▶ _Problem requirements_
Reproduce the passage of the Marlins article from "Basic humanity is" to "New York Yankees.", keeping its wording unchanged.

▶ _Excerpt_
= = = = = = =

Derek Jeter’s Miami Marlins Just Offered an Excellent Lesson in Terrible Emotional Intelligence



Absurdly Driven looks at the world of business with a skeptical eye and a firmly rooted tongue in cheek.

Basic humanity is being squeezed to death.

On one side, we have robots wafting in to prove how unintelligent we truly are.

On the other, the ever-seductive lure of money (and more money) wipes away any thoughts of sympathy that might once have existed on the part of one human for another.

And so we come to Derek Jeter’s Miami Marlins.

As a player, Jeter constructed an image of himself as the apogee of decency and discipline. Yes, despite playing for the New York Yankees.

Ah, but he’s a part-owner and CEO now of the often-poor Miami Marlins. 

How odd, then, that the decency thing seems to have been struck out.

As Yahoo Sports’ Jeff Passan reports, the Marlins have just fired a scout called Marty Scott.

= = = = = = =

Natural language descriptions of regions
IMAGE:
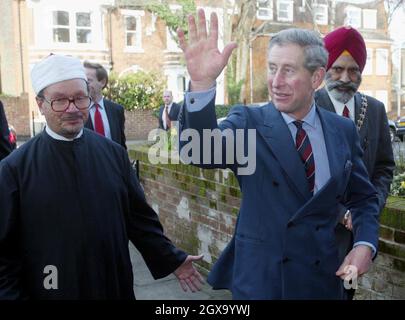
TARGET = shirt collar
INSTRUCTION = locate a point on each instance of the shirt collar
(100, 103)
(340, 105)
(56, 136)
(309, 119)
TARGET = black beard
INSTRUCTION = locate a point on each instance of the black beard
(342, 91)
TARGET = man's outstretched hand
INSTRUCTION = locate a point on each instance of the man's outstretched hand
(188, 276)
(203, 59)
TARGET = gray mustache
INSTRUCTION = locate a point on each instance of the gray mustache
(342, 85)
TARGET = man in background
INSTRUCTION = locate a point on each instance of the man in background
(169, 111)
(106, 117)
(347, 59)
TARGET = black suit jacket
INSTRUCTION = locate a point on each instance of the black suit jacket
(116, 120)
(173, 114)
(375, 141)
(378, 157)
(5, 147)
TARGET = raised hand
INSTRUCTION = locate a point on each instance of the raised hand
(203, 59)
(188, 276)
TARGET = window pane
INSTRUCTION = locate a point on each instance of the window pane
(83, 19)
(130, 23)
(368, 69)
(320, 13)
(131, 39)
(353, 17)
(382, 61)
(61, 18)
(382, 95)
(83, 35)
(369, 19)
(61, 35)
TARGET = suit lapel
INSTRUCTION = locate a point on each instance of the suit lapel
(173, 110)
(110, 117)
(278, 138)
(357, 109)
(323, 100)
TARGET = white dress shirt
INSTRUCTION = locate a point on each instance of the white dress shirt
(101, 108)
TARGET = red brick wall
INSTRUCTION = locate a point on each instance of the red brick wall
(18, 114)
(139, 123)
(197, 207)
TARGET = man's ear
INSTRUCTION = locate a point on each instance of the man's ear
(40, 103)
(317, 77)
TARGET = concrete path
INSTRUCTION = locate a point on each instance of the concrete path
(146, 288)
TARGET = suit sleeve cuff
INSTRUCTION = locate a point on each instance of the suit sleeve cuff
(197, 100)
(368, 244)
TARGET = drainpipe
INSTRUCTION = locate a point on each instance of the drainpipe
(21, 45)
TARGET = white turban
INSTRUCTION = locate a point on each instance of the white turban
(56, 68)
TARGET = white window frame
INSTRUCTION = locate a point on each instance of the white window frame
(351, 13)
(370, 19)
(289, 11)
(171, 44)
(264, 9)
(320, 17)
(368, 68)
(137, 14)
(84, 28)
(72, 27)
(368, 93)
(382, 95)
(381, 62)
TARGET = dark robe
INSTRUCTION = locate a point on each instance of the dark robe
(74, 205)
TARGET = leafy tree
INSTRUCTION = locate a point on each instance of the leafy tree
(138, 90)
(174, 19)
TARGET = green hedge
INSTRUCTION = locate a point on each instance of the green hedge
(140, 90)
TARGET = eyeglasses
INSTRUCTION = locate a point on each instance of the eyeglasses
(354, 71)
(62, 104)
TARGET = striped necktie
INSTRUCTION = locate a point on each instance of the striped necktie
(98, 121)
(346, 112)
(304, 149)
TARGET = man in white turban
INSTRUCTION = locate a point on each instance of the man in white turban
(69, 203)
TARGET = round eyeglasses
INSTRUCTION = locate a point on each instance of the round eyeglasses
(62, 104)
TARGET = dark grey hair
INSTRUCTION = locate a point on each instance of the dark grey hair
(315, 54)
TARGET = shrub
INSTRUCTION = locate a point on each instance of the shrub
(140, 90)
(398, 185)
(222, 110)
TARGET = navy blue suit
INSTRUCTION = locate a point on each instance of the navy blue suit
(173, 114)
(284, 245)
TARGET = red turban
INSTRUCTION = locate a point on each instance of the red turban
(346, 38)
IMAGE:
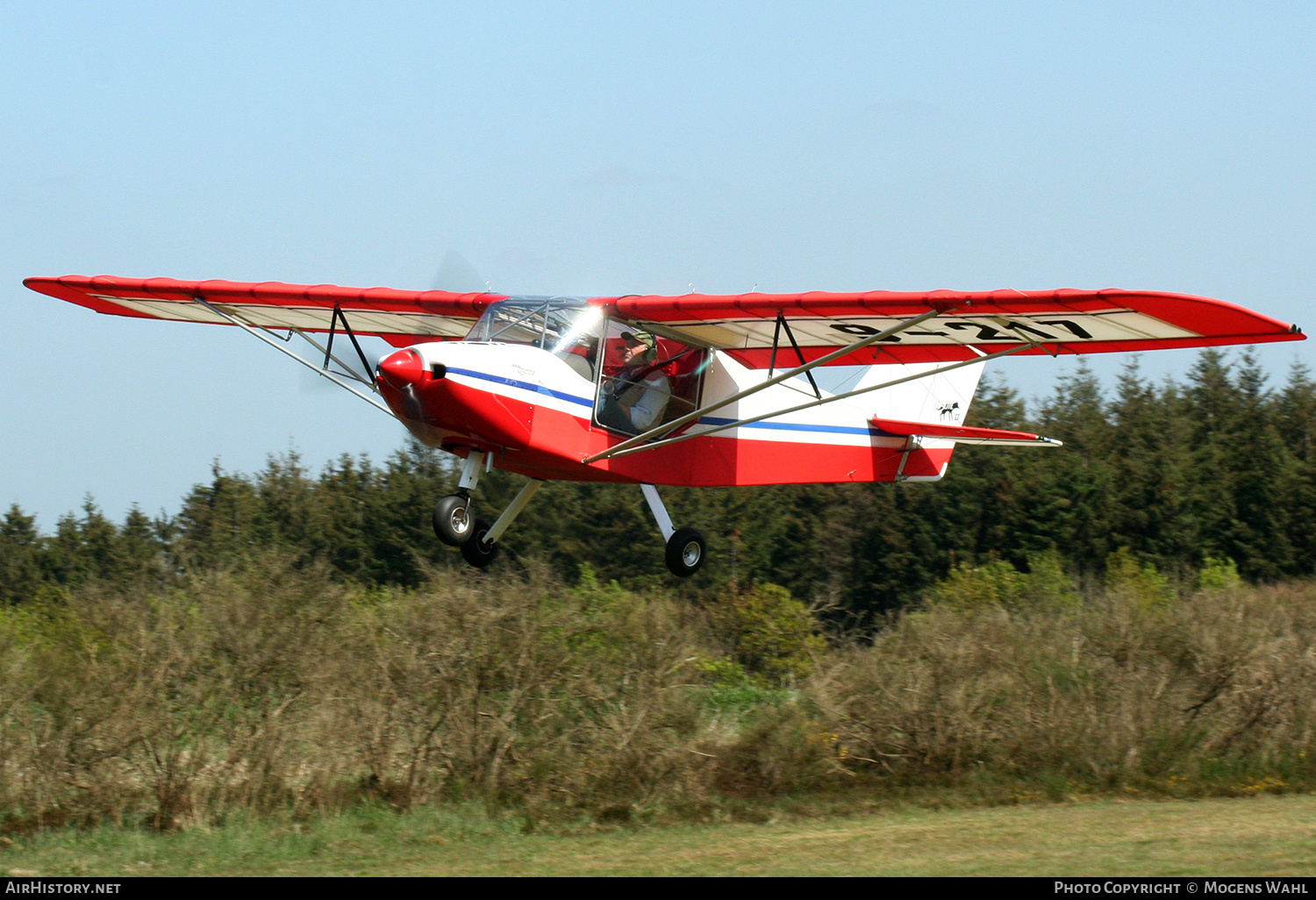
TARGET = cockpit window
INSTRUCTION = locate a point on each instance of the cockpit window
(566, 328)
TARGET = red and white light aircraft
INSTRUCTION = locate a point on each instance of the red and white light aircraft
(687, 389)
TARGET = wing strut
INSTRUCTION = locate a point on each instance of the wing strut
(776, 339)
(278, 346)
(619, 452)
(666, 428)
(337, 316)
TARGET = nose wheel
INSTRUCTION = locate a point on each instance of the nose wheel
(476, 550)
(686, 547)
(453, 520)
(686, 552)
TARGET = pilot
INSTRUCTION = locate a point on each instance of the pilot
(637, 395)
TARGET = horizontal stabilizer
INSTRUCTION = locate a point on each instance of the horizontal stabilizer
(961, 433)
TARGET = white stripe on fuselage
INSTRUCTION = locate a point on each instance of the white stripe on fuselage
(537, 376)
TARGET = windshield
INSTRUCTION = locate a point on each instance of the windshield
(562, 326)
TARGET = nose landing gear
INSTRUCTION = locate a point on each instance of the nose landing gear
(686, 547)
(457, 525)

= = = = = = =

▶ _Answer for this exercise_
Basic humanity is being squeezed to death.

On one side, we have robots wafting in to prove how unintelligent we truly are.

On the other, the ever-seductive lure of money (and more money) wipes away any thoughts of sympathy that might once have existed on the part of one human for another.

And so we come to Derek Jeter’s Miami Marlins.

As a player, Jeter constructed an image of himself as the apogee of decency and discipline. Yes, despite playing for the New York Yankees.